TASK PROMPT. Each line below should be restated exactly, with nothing dropped.

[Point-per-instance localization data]

+ + + + +

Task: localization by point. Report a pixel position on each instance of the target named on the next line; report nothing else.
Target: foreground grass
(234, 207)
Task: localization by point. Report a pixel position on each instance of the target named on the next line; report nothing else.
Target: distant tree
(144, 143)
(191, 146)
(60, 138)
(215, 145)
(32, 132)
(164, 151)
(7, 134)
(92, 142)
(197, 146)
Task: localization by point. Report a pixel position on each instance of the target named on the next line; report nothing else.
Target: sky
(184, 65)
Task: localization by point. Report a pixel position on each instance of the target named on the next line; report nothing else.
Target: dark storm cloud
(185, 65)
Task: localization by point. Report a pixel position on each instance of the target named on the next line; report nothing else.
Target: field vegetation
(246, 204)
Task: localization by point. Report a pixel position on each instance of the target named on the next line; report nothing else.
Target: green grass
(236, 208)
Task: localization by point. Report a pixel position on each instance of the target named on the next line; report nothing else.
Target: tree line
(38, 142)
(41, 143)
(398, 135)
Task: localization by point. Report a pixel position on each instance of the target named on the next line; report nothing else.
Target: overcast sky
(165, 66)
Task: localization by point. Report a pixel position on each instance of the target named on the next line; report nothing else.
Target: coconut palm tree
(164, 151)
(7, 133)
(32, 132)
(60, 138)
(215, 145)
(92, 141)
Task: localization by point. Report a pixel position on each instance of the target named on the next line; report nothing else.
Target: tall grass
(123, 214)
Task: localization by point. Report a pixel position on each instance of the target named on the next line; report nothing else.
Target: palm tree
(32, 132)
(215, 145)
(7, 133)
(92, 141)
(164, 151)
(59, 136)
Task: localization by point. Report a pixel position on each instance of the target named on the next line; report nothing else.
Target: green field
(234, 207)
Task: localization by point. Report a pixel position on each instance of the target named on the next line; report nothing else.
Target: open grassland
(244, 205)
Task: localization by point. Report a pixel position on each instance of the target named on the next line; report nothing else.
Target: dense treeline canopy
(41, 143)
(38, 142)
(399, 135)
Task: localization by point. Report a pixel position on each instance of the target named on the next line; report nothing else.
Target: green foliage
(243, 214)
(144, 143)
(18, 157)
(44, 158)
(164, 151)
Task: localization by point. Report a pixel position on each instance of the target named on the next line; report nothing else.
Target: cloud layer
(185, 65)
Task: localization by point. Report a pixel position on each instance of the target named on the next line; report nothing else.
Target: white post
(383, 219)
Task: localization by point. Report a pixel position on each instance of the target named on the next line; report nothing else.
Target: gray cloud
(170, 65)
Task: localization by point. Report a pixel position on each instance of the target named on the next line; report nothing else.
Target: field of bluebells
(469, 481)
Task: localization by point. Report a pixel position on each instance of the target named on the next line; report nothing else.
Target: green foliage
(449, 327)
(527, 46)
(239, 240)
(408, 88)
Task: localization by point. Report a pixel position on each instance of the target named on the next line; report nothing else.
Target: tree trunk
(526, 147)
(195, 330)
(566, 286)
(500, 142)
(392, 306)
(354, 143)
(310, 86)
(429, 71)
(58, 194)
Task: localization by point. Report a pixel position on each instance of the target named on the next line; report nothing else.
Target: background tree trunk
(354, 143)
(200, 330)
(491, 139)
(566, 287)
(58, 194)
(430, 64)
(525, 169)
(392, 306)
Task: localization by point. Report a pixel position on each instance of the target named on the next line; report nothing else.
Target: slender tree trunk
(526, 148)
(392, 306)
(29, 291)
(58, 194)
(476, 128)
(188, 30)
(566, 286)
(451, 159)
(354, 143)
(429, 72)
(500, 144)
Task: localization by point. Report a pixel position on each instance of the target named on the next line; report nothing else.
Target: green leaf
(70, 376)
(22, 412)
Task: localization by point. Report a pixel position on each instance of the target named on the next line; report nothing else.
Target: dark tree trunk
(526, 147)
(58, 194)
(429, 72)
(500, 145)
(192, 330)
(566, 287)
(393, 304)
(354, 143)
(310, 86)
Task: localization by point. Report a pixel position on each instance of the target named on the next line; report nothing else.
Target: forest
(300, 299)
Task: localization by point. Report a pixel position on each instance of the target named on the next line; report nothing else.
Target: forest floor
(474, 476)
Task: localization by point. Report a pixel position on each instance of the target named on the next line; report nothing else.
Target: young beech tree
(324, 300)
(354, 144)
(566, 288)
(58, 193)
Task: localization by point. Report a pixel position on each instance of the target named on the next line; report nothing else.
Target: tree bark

+ + + + +

REPLY.
Task: localization by point. Report a pixel position on each instance of the target named on the next line; report nothing else.
Target: foreground grass
(234, 207)
Task: localization by point. Report a pixel position on each instance of the target named on the next line; report nothing else.
Target: distant tree
(144, 143)
(191, 146)
(60, 138)
(215, 145)
(32, 132)
(164, 151)
(7, 134)
(92, 142)
(197, 146)
Task: localization by point. Report a pixel position on each instance of the target named on the next line; report nothing else.
Target: sky
(184, 65)
Task: localization by point. Report a pixel position on each instance of the target named on the next line; report nothing else.
Target: dark storm cloud
(185, 65)
Task: localization by point. Report a pixel position on each instance of the target named on the next line; report nothing else.
Target: field vegetation
(246, 204)
Task: localization by point. Report a pixel position on each instance of the target named on the next line; report nothing else.
Target: green grass
(236, 208)
Task: localization by point. Report a pixel position on each instance of the target named on the next line; report nothing else.
Target: tree line
(38, 142)
(41, 143)
(398, 135)
Task: localization by point. Report a pixel position on each instance of the target named on the next line; report nothing else.
Target: overcast sky
(165, 66)
Task: localization by point. Report a pixel position on each instance of the target named on the next line; report nothing else.
Target: coconut palm tree
(164, 151)
(7, 133)
(32, 132)
(60, 138)
(215, 145)
(92, 141)
Task: localization by point. Report a pixel position on each instance of the target named on the next line; report nothing else.
Target: tall grass
(123, 214)
Task: localization by point. Report a pixel position on each instance of the target named on the next line; report nothing else.
Target: palm tree
(32, 132)
(215, 145)
(7, 133)
(92, 141)
(164, 151)
(59, 136)
Task: localization by point. Report a pixel position on each instance of the target named on the next line; report nothing else.
Target: green field
(234, 207)
Task: localization by point. Report a pixel position on each instance of the target named on the next line; report nothing else.
Target: open grassland
(244, 205)
Task: localization by point. Report a pixel position on each instance of the target named on the next line; report nothing else.
Target: dense treeline canopy
(41, 143)
(38, 142)
(399, 135)
Task: localization by point. Report a pixel position on each instance of the target named on the next line; report nothing else.
Target: green foliage
(243, 214)
(144, 143)
(18, 157)
(44, 158)
(164, 151)
Task: localization by point. Report a pixel position on each instance of the target named on the next line; report nothing else.
Target: cloud layer
(185, 65)
Task: localization by point. Report a pixel position on each instance of the target named on the next line; report nothing else.
Target: white post
(383, 219)
Task: localization by point. Report a pixel position on each instance of the target named on the next line; report nothing else.
Target: gray cloud
(170, 65)
Task: localization by point. Report a pixel position on each instance of the target named on the next line; report nothing else.
Target: field of bluebells
(469, 481)
Task: localization by point. Report a pixel position on each instance of the target named on the next line; report nothing else.
Target: green foliage
(449, 327)
(527, 46)
(239, 240)
(408, 88)
Task: localization by point. Report a pixel position on each instance of the target named on the next line; report nothing else.
Target: tree trunk
(526, 147)
(195, 330)
(566, 286)
(500, 142)
(392, 306)
(354, 143)
(310, 86)
(429, 71)
(58, 194)
Task: localization by point. Report a pixel position on each instance of the target named on the next line; report nothing else.
Target: background tree trunk
(354, 143)
(200, 330)
(491, 139)
(566, 287)
(58, 194)
(430, 64)
(525, 169)
(392, 306)
Task: localization by point. Report a pixel position on each instance of the target named on the next line; report nothing else.
Target: slender tree trunk
(526, 148)
(392, 306)
(29, 291)
(58, 194)
(476, 128)
(188, 30)
(566, 286)
(451, 159)
(354, 143)
(429, 72)
(500, 144)
Task: localization by point. Report a pixel position on each instance of the target named on the next line; report nothing else.
Target: green leaf
(70, 376)
(22, 412)
Task: localization by point. Report a pixel position on each instance of the target named on the next line; report nothing else.
Target: dark tree trunk
(526, 147)
(58, 194)
(429, 72)
(500, 145)
(192, 330)
(566, 287)
(393, 304)
(354, 143)
(310, 86)
Task: localization by point. Report a pixel position on each instance of the target named on the next line; report nothing else.
Target: forest
(300, 299)
Task: localization by point. Report a pixel position on each instance of the target named on the next line; report nothing else.
Target: forest floor
(474, 476)
Task: localization by point. Report a pixel position on each instance of the target named on the next line; report nothing else.
Target: young beech tree
(324, 300)
(354, 144)
(566, 288)
(58, 193)
Task: localization by point. Report a pixel position on each instance of the target named on the next line; report nothing else.
Target: tree bark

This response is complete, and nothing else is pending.